## Records to use
▼▼▼
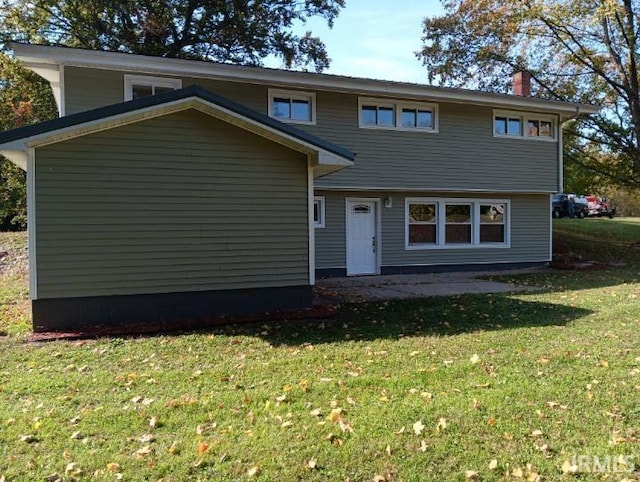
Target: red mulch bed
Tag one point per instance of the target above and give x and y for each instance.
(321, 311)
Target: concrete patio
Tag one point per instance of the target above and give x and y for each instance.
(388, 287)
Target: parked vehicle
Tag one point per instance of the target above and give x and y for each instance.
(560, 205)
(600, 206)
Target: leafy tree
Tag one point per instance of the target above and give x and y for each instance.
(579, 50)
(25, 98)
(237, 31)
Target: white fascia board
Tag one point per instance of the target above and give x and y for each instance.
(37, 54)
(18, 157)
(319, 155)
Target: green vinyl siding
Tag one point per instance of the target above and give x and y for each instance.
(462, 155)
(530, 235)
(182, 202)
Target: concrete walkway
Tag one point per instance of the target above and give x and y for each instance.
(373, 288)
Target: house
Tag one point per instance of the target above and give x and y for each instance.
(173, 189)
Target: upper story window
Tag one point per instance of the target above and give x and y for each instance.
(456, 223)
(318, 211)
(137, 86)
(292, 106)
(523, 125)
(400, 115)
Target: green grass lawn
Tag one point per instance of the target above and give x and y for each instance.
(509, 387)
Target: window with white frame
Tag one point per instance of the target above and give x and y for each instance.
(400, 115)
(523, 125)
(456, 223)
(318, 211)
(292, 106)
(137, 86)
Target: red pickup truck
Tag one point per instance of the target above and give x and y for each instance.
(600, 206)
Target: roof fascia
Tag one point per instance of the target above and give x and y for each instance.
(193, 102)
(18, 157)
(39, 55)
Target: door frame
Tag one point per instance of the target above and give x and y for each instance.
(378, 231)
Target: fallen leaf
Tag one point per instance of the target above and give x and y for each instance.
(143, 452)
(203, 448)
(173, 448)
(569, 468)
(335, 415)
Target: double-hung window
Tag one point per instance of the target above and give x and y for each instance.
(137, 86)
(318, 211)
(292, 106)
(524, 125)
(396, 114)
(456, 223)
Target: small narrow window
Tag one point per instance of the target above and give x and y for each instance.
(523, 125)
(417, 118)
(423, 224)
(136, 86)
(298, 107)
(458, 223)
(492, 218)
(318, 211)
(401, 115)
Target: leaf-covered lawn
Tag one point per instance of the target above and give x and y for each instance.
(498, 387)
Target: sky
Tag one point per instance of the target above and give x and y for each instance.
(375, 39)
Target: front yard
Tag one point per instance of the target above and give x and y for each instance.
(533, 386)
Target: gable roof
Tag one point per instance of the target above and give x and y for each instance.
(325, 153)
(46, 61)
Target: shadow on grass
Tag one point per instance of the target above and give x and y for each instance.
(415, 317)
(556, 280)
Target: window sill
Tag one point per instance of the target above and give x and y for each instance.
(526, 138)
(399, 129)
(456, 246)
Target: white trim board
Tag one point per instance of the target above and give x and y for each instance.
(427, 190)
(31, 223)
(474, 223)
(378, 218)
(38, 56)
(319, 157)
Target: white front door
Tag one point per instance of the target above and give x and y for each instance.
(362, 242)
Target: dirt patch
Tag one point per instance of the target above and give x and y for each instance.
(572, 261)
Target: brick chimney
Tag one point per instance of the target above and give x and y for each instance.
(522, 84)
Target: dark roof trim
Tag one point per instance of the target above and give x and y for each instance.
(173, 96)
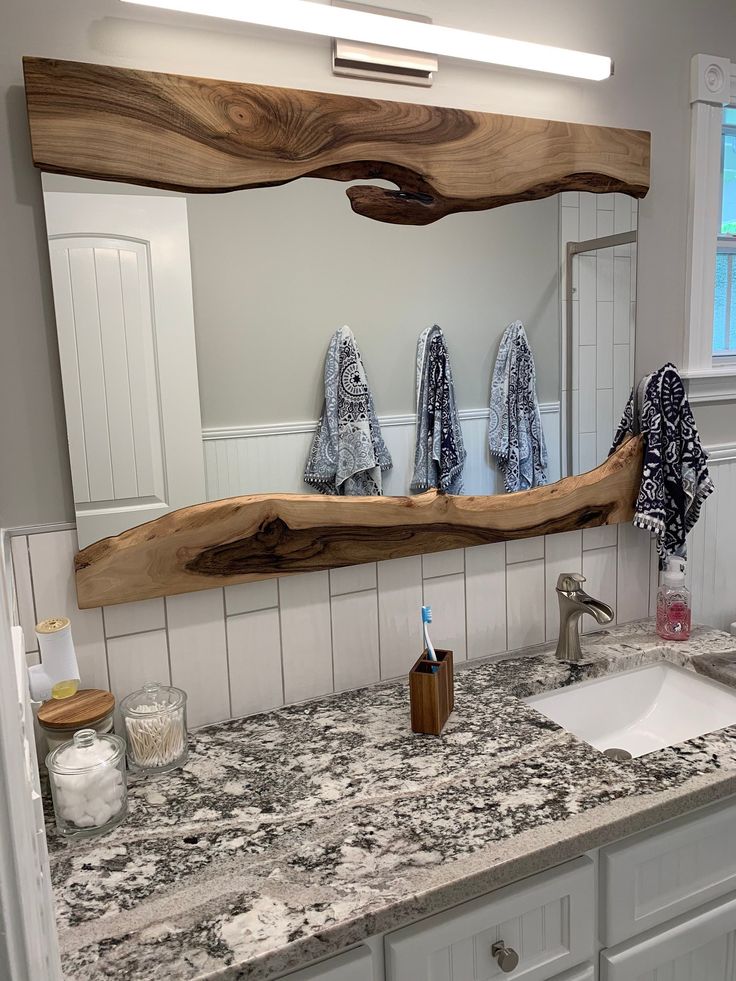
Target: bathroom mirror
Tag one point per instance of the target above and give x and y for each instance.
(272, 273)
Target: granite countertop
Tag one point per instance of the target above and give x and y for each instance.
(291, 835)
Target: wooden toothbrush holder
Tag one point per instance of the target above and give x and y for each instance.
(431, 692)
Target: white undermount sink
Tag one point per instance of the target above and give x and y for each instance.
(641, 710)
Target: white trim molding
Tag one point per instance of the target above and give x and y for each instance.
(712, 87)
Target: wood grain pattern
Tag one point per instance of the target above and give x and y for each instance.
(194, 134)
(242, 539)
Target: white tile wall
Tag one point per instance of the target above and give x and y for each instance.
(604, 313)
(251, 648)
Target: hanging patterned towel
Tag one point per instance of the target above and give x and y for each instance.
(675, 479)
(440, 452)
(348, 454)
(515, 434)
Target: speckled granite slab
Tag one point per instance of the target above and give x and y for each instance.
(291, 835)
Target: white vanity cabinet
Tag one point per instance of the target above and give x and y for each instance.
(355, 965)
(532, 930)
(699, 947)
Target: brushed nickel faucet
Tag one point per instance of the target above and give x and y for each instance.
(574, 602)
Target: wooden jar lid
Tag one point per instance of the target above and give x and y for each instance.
▲▲▲
▼▼▼
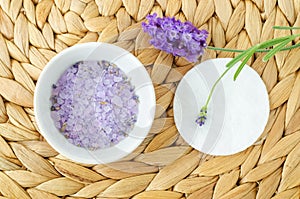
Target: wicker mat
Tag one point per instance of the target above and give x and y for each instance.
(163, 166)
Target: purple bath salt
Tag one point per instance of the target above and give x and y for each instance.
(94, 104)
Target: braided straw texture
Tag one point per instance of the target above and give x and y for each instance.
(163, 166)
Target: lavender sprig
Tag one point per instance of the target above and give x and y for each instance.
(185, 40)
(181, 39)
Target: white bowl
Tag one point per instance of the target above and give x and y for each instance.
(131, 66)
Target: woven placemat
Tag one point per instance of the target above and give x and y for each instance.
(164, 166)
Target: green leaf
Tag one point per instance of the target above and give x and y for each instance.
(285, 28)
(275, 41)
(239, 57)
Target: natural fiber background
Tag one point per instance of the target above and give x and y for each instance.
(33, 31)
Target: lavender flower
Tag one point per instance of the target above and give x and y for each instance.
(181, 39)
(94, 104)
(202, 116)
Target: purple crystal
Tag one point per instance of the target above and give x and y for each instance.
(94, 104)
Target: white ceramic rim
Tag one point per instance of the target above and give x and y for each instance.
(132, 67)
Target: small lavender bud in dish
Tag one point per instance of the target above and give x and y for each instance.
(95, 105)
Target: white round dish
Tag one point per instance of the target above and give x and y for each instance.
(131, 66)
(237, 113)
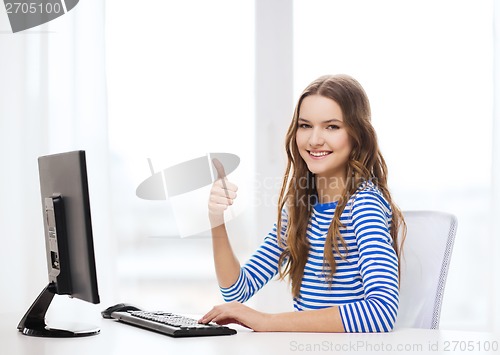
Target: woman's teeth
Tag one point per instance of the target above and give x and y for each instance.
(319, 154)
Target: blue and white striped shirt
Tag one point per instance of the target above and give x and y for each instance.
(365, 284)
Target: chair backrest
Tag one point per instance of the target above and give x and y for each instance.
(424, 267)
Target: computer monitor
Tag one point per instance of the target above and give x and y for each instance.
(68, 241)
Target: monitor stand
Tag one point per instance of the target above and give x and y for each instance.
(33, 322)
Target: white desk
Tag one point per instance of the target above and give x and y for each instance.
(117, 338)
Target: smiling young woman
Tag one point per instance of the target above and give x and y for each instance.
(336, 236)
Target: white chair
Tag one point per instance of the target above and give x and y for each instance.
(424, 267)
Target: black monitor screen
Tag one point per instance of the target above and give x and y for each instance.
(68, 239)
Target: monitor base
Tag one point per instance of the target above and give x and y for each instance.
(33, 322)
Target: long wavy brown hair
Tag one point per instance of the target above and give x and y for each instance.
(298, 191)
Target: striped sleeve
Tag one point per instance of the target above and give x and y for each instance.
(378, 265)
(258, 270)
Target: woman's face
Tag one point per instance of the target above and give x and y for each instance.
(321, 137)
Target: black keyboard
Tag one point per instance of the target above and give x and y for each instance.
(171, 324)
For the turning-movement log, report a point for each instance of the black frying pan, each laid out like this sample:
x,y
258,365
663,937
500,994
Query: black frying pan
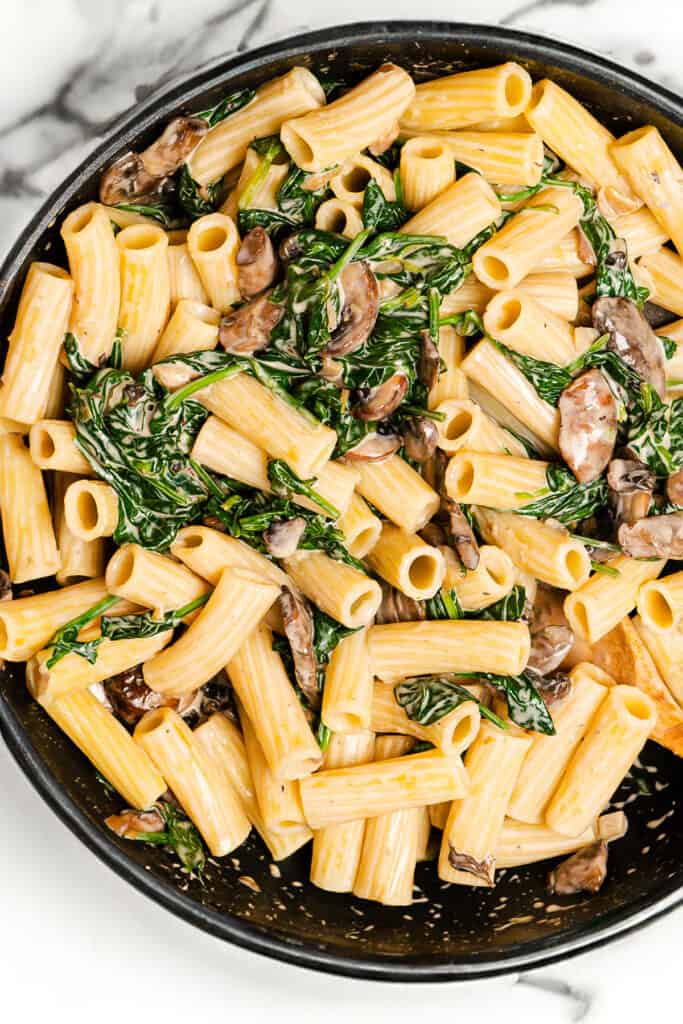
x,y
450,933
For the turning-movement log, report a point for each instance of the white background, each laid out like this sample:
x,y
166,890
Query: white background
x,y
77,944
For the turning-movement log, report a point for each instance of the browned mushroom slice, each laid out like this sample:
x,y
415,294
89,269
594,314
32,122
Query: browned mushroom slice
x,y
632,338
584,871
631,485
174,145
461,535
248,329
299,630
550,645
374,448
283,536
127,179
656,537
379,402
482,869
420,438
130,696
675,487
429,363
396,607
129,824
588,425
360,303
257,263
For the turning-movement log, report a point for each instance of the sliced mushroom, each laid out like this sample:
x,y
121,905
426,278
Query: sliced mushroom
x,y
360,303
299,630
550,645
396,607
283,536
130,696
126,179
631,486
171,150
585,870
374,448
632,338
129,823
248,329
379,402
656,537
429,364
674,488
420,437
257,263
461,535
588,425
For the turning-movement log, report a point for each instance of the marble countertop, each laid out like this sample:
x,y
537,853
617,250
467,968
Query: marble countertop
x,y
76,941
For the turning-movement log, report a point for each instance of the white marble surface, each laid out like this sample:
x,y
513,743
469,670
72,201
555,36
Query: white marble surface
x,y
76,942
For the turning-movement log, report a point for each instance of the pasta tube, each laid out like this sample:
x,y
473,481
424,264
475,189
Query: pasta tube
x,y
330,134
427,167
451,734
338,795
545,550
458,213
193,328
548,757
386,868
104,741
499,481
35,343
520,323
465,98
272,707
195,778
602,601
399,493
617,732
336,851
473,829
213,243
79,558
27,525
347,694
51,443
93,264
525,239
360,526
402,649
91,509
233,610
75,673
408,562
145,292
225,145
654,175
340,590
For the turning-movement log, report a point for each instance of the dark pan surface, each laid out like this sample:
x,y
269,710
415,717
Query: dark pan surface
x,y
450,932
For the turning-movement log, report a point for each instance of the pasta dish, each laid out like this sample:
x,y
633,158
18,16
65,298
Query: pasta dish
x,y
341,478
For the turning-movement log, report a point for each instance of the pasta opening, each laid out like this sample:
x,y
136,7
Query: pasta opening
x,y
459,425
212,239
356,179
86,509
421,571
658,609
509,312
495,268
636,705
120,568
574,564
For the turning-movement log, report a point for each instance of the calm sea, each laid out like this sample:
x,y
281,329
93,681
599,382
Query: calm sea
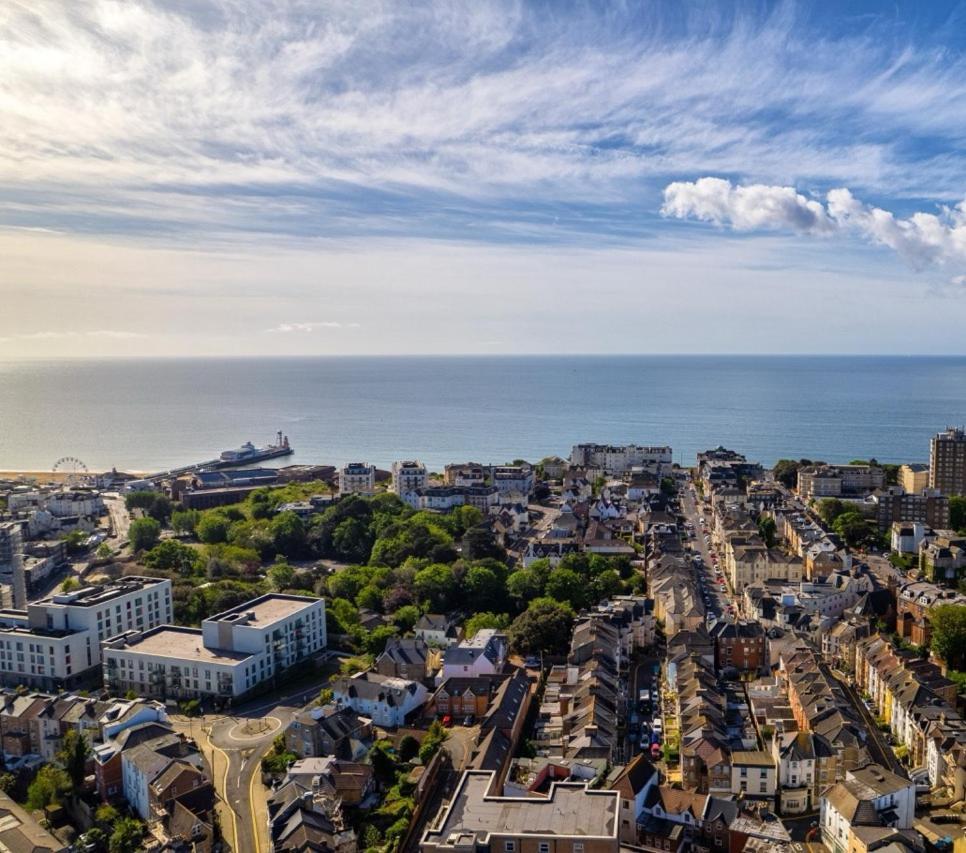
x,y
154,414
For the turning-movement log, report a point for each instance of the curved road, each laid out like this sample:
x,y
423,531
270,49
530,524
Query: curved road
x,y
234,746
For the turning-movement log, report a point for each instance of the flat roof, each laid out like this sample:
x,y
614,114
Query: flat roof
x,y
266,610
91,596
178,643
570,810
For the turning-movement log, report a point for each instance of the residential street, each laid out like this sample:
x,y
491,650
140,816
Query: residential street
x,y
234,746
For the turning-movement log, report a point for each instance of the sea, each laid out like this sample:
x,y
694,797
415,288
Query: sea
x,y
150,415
▲▲▲
▼▼▼
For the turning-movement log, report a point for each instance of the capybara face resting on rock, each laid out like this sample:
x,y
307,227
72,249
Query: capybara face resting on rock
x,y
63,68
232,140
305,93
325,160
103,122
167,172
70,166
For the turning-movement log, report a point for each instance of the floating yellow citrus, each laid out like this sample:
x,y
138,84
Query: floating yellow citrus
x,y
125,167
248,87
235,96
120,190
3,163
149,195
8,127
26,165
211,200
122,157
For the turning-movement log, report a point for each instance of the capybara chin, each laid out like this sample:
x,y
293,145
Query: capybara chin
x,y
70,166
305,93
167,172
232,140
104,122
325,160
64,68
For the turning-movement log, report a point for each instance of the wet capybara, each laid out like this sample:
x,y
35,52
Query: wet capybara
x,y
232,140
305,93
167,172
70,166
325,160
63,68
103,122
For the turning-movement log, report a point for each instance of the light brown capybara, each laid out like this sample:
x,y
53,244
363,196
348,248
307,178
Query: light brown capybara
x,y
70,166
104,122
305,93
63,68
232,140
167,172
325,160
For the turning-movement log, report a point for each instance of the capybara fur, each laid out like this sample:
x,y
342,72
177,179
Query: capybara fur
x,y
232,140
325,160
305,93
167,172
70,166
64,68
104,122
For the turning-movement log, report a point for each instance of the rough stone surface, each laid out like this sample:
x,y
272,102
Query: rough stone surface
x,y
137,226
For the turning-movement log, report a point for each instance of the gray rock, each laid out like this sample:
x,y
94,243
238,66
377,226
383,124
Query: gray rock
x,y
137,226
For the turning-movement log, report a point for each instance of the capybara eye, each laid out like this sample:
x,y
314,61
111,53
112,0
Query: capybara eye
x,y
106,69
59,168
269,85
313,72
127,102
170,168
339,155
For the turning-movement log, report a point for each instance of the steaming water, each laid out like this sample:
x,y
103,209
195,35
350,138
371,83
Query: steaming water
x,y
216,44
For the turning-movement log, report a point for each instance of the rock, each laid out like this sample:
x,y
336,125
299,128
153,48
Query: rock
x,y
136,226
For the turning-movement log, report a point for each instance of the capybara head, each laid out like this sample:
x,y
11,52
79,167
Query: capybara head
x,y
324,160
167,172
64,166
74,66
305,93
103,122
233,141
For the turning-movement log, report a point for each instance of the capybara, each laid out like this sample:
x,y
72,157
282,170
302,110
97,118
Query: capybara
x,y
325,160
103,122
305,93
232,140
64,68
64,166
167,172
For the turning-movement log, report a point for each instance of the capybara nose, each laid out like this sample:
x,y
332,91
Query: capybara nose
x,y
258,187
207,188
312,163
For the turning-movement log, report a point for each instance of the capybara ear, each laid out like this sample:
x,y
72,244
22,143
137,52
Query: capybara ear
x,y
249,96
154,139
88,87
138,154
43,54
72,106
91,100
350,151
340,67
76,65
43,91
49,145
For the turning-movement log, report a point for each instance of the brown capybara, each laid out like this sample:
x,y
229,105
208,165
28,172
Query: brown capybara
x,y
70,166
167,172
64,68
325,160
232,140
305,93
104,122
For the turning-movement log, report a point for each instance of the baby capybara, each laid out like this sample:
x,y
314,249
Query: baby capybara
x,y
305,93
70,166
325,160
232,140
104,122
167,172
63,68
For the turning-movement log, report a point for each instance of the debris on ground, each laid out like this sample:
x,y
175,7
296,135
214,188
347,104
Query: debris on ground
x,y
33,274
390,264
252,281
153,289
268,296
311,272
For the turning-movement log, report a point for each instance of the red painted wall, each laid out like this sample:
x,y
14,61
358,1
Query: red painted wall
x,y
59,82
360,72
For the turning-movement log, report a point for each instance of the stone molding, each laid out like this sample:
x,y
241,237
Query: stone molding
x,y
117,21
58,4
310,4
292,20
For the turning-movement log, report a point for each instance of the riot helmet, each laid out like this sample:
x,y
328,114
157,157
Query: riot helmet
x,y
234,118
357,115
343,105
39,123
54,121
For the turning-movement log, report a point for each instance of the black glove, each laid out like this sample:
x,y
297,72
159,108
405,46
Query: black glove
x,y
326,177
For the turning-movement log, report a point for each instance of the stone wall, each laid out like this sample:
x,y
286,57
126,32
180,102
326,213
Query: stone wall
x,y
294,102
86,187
▲▲▲
## Your task
Please gather every line above that contains the word "floating" and copy each one out. Case counts.

## Solution for this problem
For the turning-movement log, report a point for each instance of the floating yellow citrus, each laid out like this sample:
Query: floating yellow citrus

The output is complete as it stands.